BEGIN PAGE
Single by Madison Beer

from the album Locket
- Released: October 10, 2025
- Genre: Synth-pop
- Length: 3:22
- Label: Epic; Sing It Loud;
- Songwriters: Madison Beer; Tim Sommers; Madi Yanofsky; Jon Robert Hall;
- Producers: Beer; One Love;

Madison Beer singles chronology
| "Yes Baby" (2025) | "Bittersweet" (2025) | "Bad Enough" (2026) |

Music video
- "Bittersweet" on YouTube

= Bittersweet (Madison Beer song) =

2025 single by Madison Beer

"Bittersweet" is a song recorded by American singer Madison Beer for her third studio album, Locket (2026). It was released by Sing It Loud and Epic Records on October 10, 2025, as the third single from the album. It was written and produced by Beer and One Love, with additional writing from Madi Yanofsky and Jon Robert Hall. A synth-pop track, "Bittersweet" is about moving on from a failed relationship.

"Bittersweet" was both commercially and critically successful. The song received acclaim for its lyrics and hooks. It reached the top ten in Bolivia, Malaysia, New Zealand, the Philippines, and Singapore, and the top twenty in Costa Rica and Indonesia. "Bittersweet" became Beer's first song to reach the Billboard Hot 100, peaking at number 68, while also peaking at number 17 on the Pop Airplay chart.

==Background==
In a press statement, Beer said that the song is about "the end of a chapter and the difficulty of coming to terms with it, while also recognizing that deep down you know it's for the best—and finding peace in that along the journey." She teased the song through the music video for her previous single "Yes Baby".

==Lyrics and composition==
"Bittersweet" has been described as a synth-pop song. Lyrically, it finds Beer mournfully reflecting on the end of a relationship, while trying to piece together her feelings as she moves forward and describing both positive and negative consequences. The song opens with "fluttery arpeggiated keyboards", and in the first verse, Beer describes being confused and surprised by the outcome of the relationship, as she had thought it was stable. She croons about having recovered from the breakup while criticizing her ex-lover for his dishonesty: "Now that it's over, you blame it all on me / I know I should be bitter, but baby / Right now I'm bittersweet / I'm getting over what you put me through / And I'd say I'm done crying, but baby / I don't lie like you do". The second verse continues the topic of feeling sad but growing from her experience. Throughout the song, Beer also adds multiple ad-libs of her laughing to convey sarcasm.
END PAGE
BEGIN DATASET ENTRIES
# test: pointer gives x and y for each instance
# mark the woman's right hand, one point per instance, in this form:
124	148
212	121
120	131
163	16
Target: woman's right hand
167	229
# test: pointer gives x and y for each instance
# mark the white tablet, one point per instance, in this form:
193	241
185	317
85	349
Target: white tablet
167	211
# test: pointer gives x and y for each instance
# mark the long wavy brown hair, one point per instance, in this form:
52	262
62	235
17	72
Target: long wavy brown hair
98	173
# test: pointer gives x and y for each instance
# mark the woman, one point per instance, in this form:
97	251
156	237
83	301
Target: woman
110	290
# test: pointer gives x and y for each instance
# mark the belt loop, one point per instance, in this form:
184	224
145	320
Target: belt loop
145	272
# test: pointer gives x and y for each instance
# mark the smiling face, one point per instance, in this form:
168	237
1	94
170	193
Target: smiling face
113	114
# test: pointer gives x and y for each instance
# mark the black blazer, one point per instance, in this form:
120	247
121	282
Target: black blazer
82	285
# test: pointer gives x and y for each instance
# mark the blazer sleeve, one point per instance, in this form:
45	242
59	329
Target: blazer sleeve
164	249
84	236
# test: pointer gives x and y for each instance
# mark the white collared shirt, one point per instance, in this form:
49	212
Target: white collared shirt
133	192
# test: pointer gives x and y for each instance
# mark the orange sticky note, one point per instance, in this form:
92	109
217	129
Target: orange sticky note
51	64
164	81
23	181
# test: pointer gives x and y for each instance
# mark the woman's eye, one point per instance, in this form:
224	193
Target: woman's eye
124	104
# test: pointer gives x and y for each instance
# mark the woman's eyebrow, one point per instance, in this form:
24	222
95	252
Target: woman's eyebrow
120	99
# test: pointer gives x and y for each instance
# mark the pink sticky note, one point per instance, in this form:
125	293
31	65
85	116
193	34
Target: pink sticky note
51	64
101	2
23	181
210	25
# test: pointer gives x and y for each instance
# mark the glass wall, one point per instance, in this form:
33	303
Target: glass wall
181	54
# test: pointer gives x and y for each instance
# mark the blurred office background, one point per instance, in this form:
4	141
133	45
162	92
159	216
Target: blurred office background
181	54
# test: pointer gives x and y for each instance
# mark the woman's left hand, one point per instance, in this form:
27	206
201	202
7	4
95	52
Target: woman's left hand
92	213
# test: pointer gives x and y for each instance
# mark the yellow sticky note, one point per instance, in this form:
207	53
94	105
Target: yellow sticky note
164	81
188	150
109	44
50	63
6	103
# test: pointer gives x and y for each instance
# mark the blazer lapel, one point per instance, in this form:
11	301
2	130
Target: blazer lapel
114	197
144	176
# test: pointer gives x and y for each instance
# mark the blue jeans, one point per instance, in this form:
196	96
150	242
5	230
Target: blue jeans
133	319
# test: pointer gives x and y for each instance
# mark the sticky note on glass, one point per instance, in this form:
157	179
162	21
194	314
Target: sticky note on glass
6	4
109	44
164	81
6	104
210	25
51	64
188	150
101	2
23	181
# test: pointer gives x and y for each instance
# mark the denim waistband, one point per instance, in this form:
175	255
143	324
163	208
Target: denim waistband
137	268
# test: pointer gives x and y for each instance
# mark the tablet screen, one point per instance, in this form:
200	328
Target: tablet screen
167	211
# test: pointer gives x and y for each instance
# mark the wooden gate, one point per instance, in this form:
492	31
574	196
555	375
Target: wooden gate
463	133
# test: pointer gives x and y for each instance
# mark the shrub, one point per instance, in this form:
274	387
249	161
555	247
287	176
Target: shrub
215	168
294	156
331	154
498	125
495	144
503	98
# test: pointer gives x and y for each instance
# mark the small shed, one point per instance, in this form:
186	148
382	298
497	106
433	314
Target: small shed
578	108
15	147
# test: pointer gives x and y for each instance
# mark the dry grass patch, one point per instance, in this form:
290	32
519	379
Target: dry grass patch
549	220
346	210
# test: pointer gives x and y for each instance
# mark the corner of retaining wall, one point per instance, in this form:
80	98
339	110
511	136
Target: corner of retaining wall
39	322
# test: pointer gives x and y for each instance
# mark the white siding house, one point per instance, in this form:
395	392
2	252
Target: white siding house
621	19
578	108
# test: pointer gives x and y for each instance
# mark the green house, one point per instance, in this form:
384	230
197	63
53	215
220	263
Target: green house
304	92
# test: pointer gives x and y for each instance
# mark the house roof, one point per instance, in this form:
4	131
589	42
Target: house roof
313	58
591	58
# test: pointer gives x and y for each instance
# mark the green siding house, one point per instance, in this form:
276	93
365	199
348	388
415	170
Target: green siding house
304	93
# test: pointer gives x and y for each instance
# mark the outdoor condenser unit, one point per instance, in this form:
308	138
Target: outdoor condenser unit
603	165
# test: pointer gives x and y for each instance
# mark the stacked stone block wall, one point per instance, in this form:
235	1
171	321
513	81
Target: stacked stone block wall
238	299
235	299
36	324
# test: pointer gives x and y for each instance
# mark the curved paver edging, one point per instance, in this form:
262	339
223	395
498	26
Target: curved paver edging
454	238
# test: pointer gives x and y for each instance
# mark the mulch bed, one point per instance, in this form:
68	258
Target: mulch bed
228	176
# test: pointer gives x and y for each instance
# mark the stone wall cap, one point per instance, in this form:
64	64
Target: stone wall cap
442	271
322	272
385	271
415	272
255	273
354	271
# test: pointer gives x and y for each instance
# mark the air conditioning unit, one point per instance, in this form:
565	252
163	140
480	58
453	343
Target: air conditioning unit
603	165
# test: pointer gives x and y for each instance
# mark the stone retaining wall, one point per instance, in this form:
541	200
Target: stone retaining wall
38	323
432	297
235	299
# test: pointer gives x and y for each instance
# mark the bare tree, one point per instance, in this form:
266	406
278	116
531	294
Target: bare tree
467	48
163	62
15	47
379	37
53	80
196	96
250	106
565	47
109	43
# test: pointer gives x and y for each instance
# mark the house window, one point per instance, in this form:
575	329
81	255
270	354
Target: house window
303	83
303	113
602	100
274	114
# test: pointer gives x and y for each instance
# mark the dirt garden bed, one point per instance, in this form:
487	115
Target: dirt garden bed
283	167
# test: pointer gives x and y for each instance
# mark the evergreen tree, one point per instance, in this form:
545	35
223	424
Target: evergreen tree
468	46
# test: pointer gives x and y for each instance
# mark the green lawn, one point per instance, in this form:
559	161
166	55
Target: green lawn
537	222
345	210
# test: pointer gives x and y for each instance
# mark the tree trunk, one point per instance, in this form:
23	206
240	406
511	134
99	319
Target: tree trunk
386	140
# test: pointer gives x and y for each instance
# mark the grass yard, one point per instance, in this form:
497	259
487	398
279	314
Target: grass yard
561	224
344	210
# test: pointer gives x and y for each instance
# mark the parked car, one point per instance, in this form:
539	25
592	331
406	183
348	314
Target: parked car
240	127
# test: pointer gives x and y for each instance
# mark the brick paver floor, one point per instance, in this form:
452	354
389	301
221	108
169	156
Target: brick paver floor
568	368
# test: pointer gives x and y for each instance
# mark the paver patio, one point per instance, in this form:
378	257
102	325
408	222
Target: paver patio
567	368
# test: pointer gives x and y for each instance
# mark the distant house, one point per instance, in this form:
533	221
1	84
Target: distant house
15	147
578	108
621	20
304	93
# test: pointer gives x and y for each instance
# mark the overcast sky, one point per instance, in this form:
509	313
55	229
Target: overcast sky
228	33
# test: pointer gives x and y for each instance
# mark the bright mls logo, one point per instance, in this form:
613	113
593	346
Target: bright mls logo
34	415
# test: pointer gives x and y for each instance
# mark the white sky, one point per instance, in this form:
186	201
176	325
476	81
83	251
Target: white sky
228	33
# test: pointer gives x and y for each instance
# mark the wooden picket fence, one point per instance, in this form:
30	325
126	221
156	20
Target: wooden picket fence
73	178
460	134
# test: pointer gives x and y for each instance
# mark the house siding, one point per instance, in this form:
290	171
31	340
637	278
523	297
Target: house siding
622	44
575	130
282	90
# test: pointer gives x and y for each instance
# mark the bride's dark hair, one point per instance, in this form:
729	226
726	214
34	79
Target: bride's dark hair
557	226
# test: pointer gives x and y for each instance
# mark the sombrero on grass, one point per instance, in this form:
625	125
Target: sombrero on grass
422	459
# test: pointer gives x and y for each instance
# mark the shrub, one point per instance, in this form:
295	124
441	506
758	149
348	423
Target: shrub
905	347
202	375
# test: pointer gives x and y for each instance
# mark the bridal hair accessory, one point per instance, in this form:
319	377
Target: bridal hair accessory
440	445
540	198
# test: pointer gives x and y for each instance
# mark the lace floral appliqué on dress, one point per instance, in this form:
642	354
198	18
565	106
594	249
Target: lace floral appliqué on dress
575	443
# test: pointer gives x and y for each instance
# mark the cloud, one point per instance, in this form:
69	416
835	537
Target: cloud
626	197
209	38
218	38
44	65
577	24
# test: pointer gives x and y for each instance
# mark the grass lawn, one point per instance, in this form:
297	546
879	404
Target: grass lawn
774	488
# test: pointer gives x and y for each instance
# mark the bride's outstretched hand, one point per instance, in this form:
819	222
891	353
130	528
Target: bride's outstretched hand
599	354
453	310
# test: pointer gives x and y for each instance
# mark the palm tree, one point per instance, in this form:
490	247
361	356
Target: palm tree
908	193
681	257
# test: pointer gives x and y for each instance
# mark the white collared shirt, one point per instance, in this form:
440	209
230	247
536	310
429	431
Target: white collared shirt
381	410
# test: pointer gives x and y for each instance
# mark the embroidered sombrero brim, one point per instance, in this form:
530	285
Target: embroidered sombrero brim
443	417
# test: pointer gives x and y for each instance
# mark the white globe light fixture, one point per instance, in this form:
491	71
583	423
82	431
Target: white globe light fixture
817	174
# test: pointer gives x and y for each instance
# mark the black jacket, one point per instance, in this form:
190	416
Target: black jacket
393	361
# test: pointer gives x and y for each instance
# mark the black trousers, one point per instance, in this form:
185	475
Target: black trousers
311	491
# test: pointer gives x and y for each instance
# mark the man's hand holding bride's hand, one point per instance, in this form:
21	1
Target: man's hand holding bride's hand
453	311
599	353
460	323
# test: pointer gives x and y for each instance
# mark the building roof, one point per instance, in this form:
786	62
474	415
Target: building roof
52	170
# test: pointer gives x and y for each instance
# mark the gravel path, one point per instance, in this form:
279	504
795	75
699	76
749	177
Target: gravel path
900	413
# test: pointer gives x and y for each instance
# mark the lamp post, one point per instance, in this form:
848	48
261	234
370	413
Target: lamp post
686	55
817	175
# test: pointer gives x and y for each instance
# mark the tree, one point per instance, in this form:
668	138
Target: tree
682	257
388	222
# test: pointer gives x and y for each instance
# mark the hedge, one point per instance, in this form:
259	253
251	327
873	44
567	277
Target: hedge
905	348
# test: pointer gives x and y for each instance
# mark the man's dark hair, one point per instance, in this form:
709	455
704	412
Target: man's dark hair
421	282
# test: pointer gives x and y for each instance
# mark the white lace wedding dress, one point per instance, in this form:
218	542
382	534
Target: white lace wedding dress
END DATASET ENTRIES
**TASK GOAL:**
Answer these questions from the "Bittersweet" article:
(a) What is the length of the song?
(b) At what number did the song peak on the Billboard Hot 100?
(c) Through the music video for which previous single did Beer tease the song?

**REPLY TO THE TASK:**
(a) 3:22
(b) Number 68
(c) "Yes Baby"